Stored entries
* * *

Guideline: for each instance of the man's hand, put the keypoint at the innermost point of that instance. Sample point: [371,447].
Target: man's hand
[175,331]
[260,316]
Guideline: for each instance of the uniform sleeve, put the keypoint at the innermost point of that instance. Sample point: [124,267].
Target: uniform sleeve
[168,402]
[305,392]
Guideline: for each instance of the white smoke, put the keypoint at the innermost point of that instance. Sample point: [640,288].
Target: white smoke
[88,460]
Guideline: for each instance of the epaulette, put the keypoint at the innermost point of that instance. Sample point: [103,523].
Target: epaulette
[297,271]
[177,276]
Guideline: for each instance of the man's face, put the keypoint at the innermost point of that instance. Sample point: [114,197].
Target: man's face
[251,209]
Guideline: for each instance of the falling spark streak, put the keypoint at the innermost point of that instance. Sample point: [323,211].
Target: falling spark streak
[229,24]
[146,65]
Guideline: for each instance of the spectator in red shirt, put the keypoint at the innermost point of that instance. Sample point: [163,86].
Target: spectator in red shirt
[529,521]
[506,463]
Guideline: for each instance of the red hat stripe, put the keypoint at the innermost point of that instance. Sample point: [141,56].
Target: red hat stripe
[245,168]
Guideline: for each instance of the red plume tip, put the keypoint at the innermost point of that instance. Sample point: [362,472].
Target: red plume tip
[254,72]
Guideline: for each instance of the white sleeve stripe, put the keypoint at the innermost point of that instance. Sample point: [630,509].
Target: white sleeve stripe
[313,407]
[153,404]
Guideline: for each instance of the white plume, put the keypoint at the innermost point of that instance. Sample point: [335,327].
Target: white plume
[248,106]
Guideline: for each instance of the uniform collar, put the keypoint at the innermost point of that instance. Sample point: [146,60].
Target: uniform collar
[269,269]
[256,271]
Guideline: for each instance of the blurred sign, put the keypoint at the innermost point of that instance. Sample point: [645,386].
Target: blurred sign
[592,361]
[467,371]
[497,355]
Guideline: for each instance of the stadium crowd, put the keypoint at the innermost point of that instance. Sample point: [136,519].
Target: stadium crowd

* * *

▶ **DIRECTION**: Take the entries above and copy them out exactly.

▶ **RESPONSE FOR THIS EXERCISE**:
Guideline: for each instance of the man's hand, put the keypoint at the innermost point of that instance. Sample point: [371,447].
Target: man's hand
[175,331]
[260,316]
Guideline: for each instance of the uniform sleeve, put the keypoint at the innermost point of that instance. Sample point: [124,267].
Target: uniform sleeve
[168,402]
[305,392]
Guideline: for each instance of the white smoke, put the keypoint at the innermost point of that instance. Sample point: [640,288].
Target: white smoke
[88,460]
Guideline: for each instance of the epaulette, put the keypoint at the innermost point of that instance. Sample point: [103,523].
Target: epaulette
[297,271]
[177,276]
Guideline: for each instance of the man's face, put the keypoint at the innermost point of that instance. Sample point: [114,197].
Target: man's face
[251,209]
Guideline: for each instance of the falling spark streak, put the keypoint at the innermost point of that instance. Sample point: [323,211].
Target: falling spark streak
[229,24]
[146,65]
Guideline: for each instance of the spectator in red shirt, put the keypoint at the innermost point of that instance. Sample point: [163,86].
Target: spectator in red shirt
[529,521]
[506,463]
Guideline: for each instance of the red hat stripe, put the keypoint at the innermost point of that instance. Sample point: [141,56].
Target: red hat stripe
[245,168]
Guideline: for each instance of the red plume tip, put the keypoint at the innermost point of that instance. Sample point: [362,472].
Target: red plume tip
[254,72]
Guideline: for each instance of the white sleeve stripe, put the keypoint at the innermost point of that instance. Sample point: [630,509].
Target: white sleeve stripe
[313,407]
[153,404]
Guideline: for each instance of the white plume, put the keypoint at the innermost point of that instance. Sample point: [335,327].
Target: white plume
[248,106]
Guideline: for each instance of the uniform collar, put the keypoint at the innermost point of that instance. Sample point: [146,60].
Target: uniform collar
[269,269]
[256,271]
Guideline: for each instance of the blurred sign, put the keypoint at the innermost point of that instance. Sample point: [645,386].
Target: blurred sign
[592,361]
[467,371]
[497,355]
Guideline: for each instance of the stadium crowd, put the keypoint at the innermost point of that instance. Sample point: [136,519].
Target: stadium crowd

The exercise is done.